-- Start RECORDS FOR THIS EXERCISE --

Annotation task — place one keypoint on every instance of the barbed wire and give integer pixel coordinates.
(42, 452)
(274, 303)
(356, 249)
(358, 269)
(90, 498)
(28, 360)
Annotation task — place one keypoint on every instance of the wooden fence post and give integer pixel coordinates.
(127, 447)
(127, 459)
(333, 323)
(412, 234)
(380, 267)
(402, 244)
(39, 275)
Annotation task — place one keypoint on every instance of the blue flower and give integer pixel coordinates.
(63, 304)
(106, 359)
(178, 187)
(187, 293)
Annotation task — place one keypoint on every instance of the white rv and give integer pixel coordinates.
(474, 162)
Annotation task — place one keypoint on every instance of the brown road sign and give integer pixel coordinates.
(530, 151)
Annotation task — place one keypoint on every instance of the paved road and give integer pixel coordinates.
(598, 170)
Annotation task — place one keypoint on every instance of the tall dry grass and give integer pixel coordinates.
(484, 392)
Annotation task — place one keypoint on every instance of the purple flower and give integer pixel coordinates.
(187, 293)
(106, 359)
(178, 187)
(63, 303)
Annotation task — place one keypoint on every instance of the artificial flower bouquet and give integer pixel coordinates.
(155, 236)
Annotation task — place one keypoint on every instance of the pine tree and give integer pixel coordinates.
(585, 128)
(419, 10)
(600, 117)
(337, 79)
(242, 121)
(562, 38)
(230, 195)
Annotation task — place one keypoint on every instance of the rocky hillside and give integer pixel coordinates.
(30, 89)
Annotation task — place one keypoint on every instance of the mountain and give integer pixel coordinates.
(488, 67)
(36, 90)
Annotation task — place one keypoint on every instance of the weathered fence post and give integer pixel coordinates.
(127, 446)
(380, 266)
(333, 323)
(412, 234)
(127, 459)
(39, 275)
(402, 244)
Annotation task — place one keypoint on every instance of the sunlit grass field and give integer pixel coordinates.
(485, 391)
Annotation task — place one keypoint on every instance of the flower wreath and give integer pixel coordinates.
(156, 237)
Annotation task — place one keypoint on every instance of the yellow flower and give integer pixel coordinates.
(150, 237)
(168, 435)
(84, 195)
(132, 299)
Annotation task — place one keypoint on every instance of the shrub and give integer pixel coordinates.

-- End RECORDS FOR THIS EXERCISE --

YOUR TASK => Can you reproduce all of the data above line for line, without changing a single character?

SOLUTION TO THE EXERCISE =>
Annotation task — place one keypoint on every instance of the barbed wire and give integer pixel coordinates.
(42, 452)
(274, 303)
(356, 249)
(358, 269)
(90, 498)
(28, 360)
Annotation task — place one keypoint on every instance of the wooden fence post and give integer pixel coordinates.
(127, 447)
(127, 459)
(333, 323)
(412, 234)
(380, 267)
(402, 244)
(39, 275)
Annotation task — place one keypoint on every instance of the blue flower and give integer pixel coordinates.
(63, 304)
(106, 359)
(178, 187)
(187, 293)
Annotation task — place one keypoint on every instance of the white rv and give integer pixel coordinates.
(474, 162)
Annotation task — place one keypoint on every instance of the brown road sign and give integer pixel coordinates.
(530, 151)
Annotation task — place one keypoint on every instance of the paved road and give integer pixel coordinates.
(598, 170)
Annotation task — place one keypoint on every instance of the tall dry grass and give integer pixel coordinates.
(484, 392)
Annotation task — place one keypoint on every instance of the purple flower and give integer pixel coordinates.
(187, 293)
(106, 359)
(178, 187)
(63, 303)
Annotation task — place one keypoint on every instance of the artificial flower bouquet and give integer pixel coordinates.
(155, 236)
Annotation task — place one keypoint on every instance of the pine tree and give integer pixel coordinates.
(585, 128)
(419, 10)
(600, 117)
(337, 79)
(242, 121)
(562, 38)
(230, 195)
Annotation task — place one keypoint on every instance of the rocky hillside and give integer pixel coordinates.
(30, 89)
Annotation task — place one keypoint on every instance of the mountain and give integer pixel coordinates.
(488, 67)
(36, 90)
Annotation task — place one keypoint on every instance of the weathered fence post and give integer pixel coordinates.
(127, 446)
(380, 266)
(333, 323)
(412, 234)
(127, 459)
(39, 275)
(402, 244)
Annotation task — place one keypoint on every instance of the sunlit grass field and give integer pixel coordinates.
(485, 391)
Annotation task — place one keypoint on every instance of the flower wreath and give integer pixel coordinates.
(156, 237)
Annotation task — place one keypoint on every instance of the yellow flower and give integer pixel coordinates.
(150, 237)
(168, 435)
(84, 195)
(132, 299)
Annotation task — place one keypoint on every instance of the shrub and give integer pixel coordinates.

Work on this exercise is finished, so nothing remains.